━━ EXTRACTED DATA

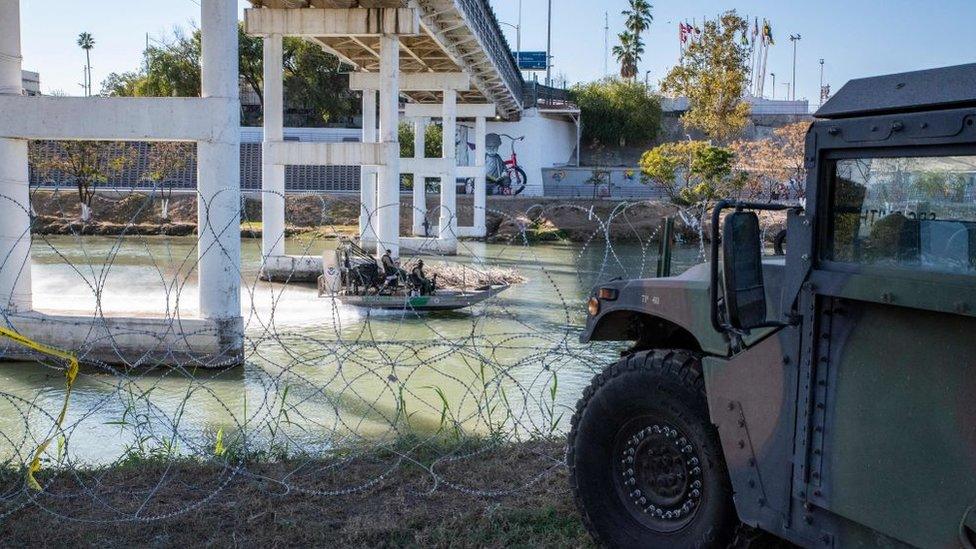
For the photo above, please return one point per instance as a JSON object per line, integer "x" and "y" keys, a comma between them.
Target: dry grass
{"x": 276, "y": 504}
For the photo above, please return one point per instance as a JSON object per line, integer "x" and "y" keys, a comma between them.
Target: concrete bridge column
{"x": 272, "y": 175}
{"x": 367, "y": 183}
{"x": 480, "y": 183}
{"x": 419, "y": 179}
{"x": 447, "y": 225}
{"x": 219, "y": 183}
{"x": 15, "y": 280}
{"x": 388, "y": 180}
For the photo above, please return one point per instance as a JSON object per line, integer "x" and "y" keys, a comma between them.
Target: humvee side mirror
{"x": 745, "y": 292}
{"x": 742, "y": 271}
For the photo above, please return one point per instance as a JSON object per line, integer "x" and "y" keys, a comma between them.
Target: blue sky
{"x": 855, "y": 37}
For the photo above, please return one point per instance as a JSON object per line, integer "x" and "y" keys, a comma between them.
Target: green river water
{"x": 318, "y": 373}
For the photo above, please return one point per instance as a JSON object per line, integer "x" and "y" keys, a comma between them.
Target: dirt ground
{"x": 513, "y": 495}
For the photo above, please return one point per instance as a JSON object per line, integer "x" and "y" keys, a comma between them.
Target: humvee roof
{"x": 943, "y": 88}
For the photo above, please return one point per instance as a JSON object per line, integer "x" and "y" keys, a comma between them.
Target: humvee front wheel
{"x": 646, "y": 465}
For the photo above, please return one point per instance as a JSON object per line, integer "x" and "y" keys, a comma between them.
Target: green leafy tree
{"x": 86, "y": 42}
{"x": 712, "y": 75}
{"x": 617, "y": 111}
{"x": 316, "y": 90}
{"x": 433, "y": 138}
{"x": 692, "y": 173}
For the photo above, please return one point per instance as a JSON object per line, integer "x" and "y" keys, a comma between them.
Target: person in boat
{"x": 392, "y": 273}
{"x": 419, "y": 280}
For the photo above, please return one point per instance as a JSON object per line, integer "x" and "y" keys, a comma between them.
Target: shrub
{"x": 616, "y": 112}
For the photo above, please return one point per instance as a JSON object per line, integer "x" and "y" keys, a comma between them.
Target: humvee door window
{"x": 907, "y": 212}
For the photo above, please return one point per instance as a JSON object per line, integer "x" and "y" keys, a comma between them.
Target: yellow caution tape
{"x": 70, "y": 374}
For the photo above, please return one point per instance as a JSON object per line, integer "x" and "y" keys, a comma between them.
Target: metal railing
{"x": 539, "y": 95}
{"x": 482, "y": 20}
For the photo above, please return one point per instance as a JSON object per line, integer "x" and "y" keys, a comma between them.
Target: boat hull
{"x": 442, "y": 301}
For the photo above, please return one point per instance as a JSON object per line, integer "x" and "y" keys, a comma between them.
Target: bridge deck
{"x": 456, "y": 35}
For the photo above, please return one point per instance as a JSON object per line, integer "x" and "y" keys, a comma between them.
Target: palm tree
{"x": 627, "y": 54}
{"x": 638, "y": 16}
{"x": 86, "y": 42}
{"x": 631, "y": 47}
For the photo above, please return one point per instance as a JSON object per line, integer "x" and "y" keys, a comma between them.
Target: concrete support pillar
{"x": 15, "y": 238}
{"x": 419, "y": 179}
{"x": 480, "y": 131}
{"x": 272, "y": 175}
{"x": 388, "y": 180}
{"x": 367, "y": 182}
{"x": 447, "y": 225}
{"x": 218, "y": 173}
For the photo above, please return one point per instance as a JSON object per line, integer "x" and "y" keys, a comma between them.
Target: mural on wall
{"x": 504, "y": 177}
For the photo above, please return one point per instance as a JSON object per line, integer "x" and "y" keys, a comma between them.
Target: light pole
{"x": 518, "y": 41}
{"x": 794, "y": 38}
{"x": 821, "y": 82}
{"x": 549, "y": 47}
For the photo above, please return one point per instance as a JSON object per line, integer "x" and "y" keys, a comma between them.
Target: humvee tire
{"x": 646, "y": 466}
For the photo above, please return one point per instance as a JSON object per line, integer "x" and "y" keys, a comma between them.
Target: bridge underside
{"x": 455, "y": 36}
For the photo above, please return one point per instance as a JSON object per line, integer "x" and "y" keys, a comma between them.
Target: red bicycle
{"x": 516, "y": 175}
{"x": 513, "y": 180}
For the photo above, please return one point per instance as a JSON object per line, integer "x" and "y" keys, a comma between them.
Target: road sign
{"x": 532, "y": 60}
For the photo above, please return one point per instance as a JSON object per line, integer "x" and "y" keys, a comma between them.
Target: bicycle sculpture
{"x": 505, "y": 177}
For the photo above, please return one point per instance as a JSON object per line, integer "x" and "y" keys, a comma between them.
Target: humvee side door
{"x": 886, "y": 415}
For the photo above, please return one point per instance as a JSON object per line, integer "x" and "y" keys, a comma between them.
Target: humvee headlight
{"x": 607, "y": 294}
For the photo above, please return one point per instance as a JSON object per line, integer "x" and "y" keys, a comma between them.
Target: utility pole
{"x": 549, "y": 47}
{"x": 518, "y": 39}
{"x": 821, "y": 82}
{"x": 794, "y": 38}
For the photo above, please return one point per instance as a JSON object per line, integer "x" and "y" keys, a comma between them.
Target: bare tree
{"x": 86, "y": 164}
{"x": 166, "y": 160}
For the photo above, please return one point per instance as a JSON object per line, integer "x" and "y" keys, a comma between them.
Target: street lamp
{"x": 549, "y": 47}
{"x": 518, "y": 40}
{"x": 794, "y": 38}
{"x": 821, "y": 82}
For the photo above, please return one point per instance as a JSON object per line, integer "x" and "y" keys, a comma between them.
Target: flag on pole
{"x": 768, "y": 33}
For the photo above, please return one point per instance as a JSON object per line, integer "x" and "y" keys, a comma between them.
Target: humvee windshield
{"x": 909, "y": 212}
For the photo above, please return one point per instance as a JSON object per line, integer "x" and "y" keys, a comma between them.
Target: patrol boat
{"x": 354, "y": 277}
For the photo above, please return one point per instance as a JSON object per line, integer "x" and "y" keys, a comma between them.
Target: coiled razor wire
{"x": 322, "y": 390}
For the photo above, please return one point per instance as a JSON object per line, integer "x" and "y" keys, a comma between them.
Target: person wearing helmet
{"x": 496, "y": 172}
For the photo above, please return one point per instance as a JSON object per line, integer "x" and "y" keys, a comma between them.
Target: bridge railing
{"x": 545, "y": 97}
{"x": 483, "y": 22}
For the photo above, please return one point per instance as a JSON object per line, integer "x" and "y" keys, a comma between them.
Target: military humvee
{"x": 827, "y": 397}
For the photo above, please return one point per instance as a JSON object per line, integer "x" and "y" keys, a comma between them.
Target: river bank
{"x": 508, "y": 219}
{"x": 414, "y": 494}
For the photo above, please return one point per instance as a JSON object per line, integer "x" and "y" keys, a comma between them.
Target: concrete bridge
{"x": 446, "y": 58}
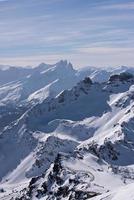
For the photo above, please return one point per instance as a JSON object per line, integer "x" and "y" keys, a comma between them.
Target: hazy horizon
{"x": 87, "y": 33}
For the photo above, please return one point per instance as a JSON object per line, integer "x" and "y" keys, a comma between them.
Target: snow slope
{"x": 70, "y": 137}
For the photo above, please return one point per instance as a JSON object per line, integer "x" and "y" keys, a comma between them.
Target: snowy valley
{"x": 66, "y": 133}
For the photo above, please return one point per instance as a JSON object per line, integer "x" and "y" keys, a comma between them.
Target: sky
{"x": 85, "y": 32}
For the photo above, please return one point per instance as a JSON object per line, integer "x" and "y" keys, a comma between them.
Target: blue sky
{"x": 86, "y": 32}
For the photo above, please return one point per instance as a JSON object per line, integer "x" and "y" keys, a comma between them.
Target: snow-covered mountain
{"x": 67, "y": 134}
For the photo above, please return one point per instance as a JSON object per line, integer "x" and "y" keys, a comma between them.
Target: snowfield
{"x": 66, "y": 134}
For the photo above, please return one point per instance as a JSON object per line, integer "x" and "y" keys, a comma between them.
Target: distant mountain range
{"x": 66, "y": 133}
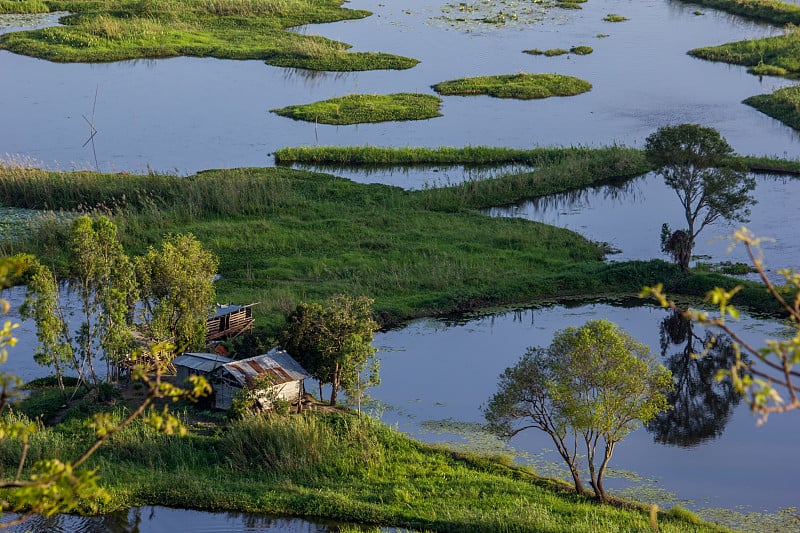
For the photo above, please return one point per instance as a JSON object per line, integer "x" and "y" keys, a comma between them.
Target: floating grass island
{"x": 772, "y": 56}
{"x": 577, "y": 50}
{"x": 227, "y": 29}
{"x": 521, "y": 86}
{"x": 363, "y": 108}
{"x": 783, "y": 104}
{"x": 773, "y": 11}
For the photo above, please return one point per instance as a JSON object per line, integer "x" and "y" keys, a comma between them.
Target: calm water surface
{"x": 187, "y": 114}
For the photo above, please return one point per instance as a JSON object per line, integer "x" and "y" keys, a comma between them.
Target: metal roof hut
{"x": 198, "y": 364}
{"x": 283, "y": 372}
{"x": 229, "y": 321}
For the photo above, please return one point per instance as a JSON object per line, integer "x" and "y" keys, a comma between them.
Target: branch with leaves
{"x": 767, "y": 378}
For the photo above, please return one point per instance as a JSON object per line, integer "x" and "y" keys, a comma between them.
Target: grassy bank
{"x": 783, "y": 104}
{"x": 286, "y": 236}
{"x": 772, "y": 11}
{"x": 339, "y": 467}
{"x": 776, "y": 56}
{"x": 364, "y": 108}
{"x": 521, "y": 86}
{"x": 229, "y": 29}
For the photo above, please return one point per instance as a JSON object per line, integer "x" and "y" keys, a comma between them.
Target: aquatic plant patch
{"x": 363, "y": 108}
{"x": 768, "y": 56}
{"x": 521, "y": 86}
{"x": 783, "y": 104}
{"x": 483, "y": 14}
{"x": 227, "y": 29}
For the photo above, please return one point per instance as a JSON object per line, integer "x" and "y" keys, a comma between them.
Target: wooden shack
{"x": 285, "y": 374}
{"x": 197, "y": 364}
{"x": 229, "y": 321}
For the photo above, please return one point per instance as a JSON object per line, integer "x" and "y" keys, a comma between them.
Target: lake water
{"x": 187, "y": 114}
{"x": 436, "y": 375}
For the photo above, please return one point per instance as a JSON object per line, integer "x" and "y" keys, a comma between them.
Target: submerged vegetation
{"x": 232, "y": 29}
{"x": 363, "y": 108}
{"x": 522, "y": 86}
{"x": 783, "y": 104}
{"x": 773, "y": 56}
{"x": 577, "y": 50}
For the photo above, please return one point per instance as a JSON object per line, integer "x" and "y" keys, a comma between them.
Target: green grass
{"x": 116, "y": 30}
{"x": 340, "y": 467}
{"x": 773, "y": 11}
{"x": 362, "y": 108}
{"x": 521, "y": 86}
{"x": 783, "y": 104}
{"x": 287, "y": 236}
{"x": 773, "y": 56}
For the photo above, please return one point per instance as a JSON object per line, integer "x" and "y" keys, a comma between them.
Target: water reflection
{"x": 702, "y": 405}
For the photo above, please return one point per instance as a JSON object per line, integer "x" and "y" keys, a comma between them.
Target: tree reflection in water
{"x": 702, "y": 406}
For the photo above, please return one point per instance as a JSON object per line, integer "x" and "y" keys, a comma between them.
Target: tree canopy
{"x": 696, "y": 162}
{"x": 592, "y": 385}
{"x": 334, "y": 343}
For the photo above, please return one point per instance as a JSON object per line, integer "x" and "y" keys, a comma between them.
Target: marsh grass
{"x": 115, "y": 30}
{"x": 520, "y": 86}
{"x": 286, "y": 236}
{"x": 773, "y": 11}
{"x": 337, "y": 466}
{"x": 364, "y": 108}
{"x": 774, "y": 56}
{"x": 783, "y": 104}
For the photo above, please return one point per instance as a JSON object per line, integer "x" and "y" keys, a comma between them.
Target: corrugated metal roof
{"x": 202, "y": 362}
{"x": 225, "y": 310}
{"x": 277, "y": 364}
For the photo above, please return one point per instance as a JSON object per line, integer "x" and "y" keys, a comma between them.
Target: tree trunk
{"x": 335, "y": 384}
{"x": 606, "y": 458}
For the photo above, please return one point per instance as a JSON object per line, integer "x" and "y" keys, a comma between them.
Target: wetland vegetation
{"x": 364, "y": 108}
{"x": 235, "y": 29}
{"x": 522, "y": 86}
{"x": 331, "y": 465}
{"x": 782, "y": 104}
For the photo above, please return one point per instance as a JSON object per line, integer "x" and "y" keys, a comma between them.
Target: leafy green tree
{"x": 766, "y": 375}
{"x": 177, "y": 289}
{"x": 102, "y": 277}
{"x": 334, "y": 343}
{"x": 51, "y": 486}
{"x": 593, "y": 385}
{"x": 695, "y": 162}
{"x": 42, "y": 305}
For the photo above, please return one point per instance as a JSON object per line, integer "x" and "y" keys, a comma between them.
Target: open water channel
{"x": 188, "y": 114}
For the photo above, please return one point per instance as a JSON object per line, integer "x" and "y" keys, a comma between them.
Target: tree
{"x": 592, "y": 385}
{"x": 102, "y": 277}
{"x": 177, "y": 289}
{"x": 52, "y": 486}
{"x": 695, "y": 162}
{"x": 334, "y": 343}
{"x": 766, "y": 376}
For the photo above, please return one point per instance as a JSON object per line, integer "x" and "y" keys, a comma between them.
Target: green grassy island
{"x": 782, "y": 104}
{"x": 331, "y": 465}
{"x": 775, "y": 56}
{"x": 363, "y": 108}
{"x": 236, "y": 29}
{"x": 522, "y": 86}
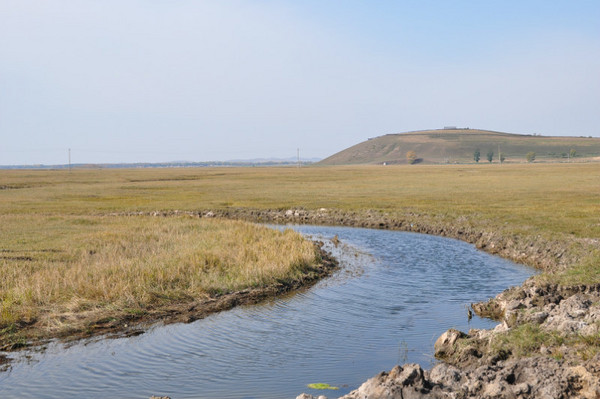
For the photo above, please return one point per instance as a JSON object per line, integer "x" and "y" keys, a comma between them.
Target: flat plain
{"x": 85, "y": 242}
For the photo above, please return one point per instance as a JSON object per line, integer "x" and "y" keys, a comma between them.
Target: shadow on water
{"x": 394, "y": 295}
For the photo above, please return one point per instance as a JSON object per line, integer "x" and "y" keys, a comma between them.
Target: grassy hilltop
{"x": 458, "y": 146}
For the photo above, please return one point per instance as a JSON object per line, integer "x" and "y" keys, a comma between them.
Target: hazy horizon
{"x": 139, "y": 81}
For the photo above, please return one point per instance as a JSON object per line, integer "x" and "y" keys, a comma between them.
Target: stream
{"x": 395, "y": 293}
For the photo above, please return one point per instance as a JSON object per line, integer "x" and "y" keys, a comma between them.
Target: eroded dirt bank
{"x": 186, "y": 310}
{"x": 546, "y": 346}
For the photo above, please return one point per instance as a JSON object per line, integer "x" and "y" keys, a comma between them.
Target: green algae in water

━━━━

- **SET EXERCISE**
Compile every line in the records above that contains the word "water" and copy each such line in full.

- **OUTPUT OF THE EXERCISE**
Target: green river water
Target: calm water surface
Target: lake water
Target: water reflection
Target: tree reflection in water
Target: open water channel
Target: shadow on water
Target: green algae in water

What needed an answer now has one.